» **Passage choisi**
§
Soulié avait pour l’or une véritable passion : il aimait à voir de l’or, il aimait à manier de l’or. Vers la fin de sa vie, quand il gagnait quarante où cinquante mille francs par an, il avait de son côté des engagements pris pour la fin du mois ; souvent, dès le 15 ou dès le 20, les deux ou trois mille francs qu’il avait à payer étaient dans son tiroir. Alors, pour se procurer cette jouissance que lui donnait la vue de l’or, il changeait ses pièces de cinq francs ou ses billets de banque contre des napoléons, recommandant qu’on lui prit les plus neufs et les plus brillants, ce qui constituait d’abord une première dépense de quatre ou cinq sous par napoléon, — car Soulié n’a pas eu le bonheur de vivre dans cette bienheureuse époque de la dépréciation de l’or ; — puis, quand arrivait la fin du mois, c’était, pour se séparer de son or, un tel déchirement, que quoiqu’il eût là, dans son tiroir, la somme due, rarement il soldait son billet à échéance, préférant payer vingt, trente, cinquante, cent francs de frais, et récréer quelques jours de plus ses yeux de la vue du riche métal.
§
» **Entrées fournies**
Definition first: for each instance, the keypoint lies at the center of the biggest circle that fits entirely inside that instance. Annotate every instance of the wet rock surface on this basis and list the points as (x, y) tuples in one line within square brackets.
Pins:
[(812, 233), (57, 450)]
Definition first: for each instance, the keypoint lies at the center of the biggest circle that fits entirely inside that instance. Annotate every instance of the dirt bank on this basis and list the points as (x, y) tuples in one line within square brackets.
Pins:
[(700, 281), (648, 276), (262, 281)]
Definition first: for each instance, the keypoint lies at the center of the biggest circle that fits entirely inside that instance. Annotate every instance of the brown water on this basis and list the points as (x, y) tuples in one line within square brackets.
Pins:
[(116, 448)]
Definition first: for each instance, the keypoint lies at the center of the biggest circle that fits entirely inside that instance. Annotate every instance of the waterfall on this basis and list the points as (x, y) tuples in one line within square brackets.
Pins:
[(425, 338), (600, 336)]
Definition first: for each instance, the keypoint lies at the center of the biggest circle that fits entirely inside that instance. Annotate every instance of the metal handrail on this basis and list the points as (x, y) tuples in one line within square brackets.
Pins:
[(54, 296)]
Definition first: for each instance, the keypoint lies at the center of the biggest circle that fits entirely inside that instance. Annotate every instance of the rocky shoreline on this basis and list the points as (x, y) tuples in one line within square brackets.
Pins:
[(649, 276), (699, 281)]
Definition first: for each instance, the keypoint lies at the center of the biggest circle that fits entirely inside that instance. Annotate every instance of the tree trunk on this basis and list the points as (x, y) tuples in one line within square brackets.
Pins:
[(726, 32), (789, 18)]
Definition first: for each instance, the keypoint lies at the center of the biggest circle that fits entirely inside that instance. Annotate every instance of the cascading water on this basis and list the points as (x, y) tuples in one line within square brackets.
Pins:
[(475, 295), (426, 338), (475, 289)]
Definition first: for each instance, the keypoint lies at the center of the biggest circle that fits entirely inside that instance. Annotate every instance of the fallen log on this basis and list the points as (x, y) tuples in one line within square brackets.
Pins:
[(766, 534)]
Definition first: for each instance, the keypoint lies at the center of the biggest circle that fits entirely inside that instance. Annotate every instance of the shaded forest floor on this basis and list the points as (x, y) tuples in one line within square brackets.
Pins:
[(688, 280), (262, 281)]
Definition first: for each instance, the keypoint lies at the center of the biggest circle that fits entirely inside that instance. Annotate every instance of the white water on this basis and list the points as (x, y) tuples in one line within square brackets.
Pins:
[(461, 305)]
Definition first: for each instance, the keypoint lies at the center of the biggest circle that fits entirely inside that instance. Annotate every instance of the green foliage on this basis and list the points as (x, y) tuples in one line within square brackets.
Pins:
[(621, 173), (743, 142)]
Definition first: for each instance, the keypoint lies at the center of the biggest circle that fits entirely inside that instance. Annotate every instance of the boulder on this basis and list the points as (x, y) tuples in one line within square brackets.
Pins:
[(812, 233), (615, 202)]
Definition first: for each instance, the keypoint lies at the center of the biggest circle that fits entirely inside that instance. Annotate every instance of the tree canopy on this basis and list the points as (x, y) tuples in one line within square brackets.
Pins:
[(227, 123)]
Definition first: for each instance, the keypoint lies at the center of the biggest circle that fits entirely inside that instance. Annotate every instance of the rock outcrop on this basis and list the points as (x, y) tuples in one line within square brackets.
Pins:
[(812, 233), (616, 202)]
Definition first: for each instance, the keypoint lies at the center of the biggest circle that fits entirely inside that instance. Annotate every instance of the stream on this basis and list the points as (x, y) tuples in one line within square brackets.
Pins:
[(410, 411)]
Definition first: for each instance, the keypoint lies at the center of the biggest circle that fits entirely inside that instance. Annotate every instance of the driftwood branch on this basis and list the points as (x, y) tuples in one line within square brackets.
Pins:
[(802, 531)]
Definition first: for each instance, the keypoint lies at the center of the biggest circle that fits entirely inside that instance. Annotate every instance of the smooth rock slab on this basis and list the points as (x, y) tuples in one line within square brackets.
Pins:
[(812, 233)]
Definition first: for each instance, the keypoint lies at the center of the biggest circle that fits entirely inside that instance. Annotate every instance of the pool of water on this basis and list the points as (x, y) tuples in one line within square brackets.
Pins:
§
» **Tâche énoncée**
Comment résumer en deux phrases le passage sur la passion de Soulié pour l'or ?

» **Réponse complète**
Soulié avait une véritable passion pour l'or et échangeait ses pièces de cinq francs ou ses billets de banque contre les napoléons les plus neufs et les plus brillants, ce qui lui coûtait quatre ou cinq sous par napoléon. À la fin du mois, se séparer de cet or lui était si pénible que, bien qu'il eût la somme due dans son tiroir, il soldait rarement son billet à échéance et préférait payer des frais pour garder quelques jours de plus le métal sous les yeux.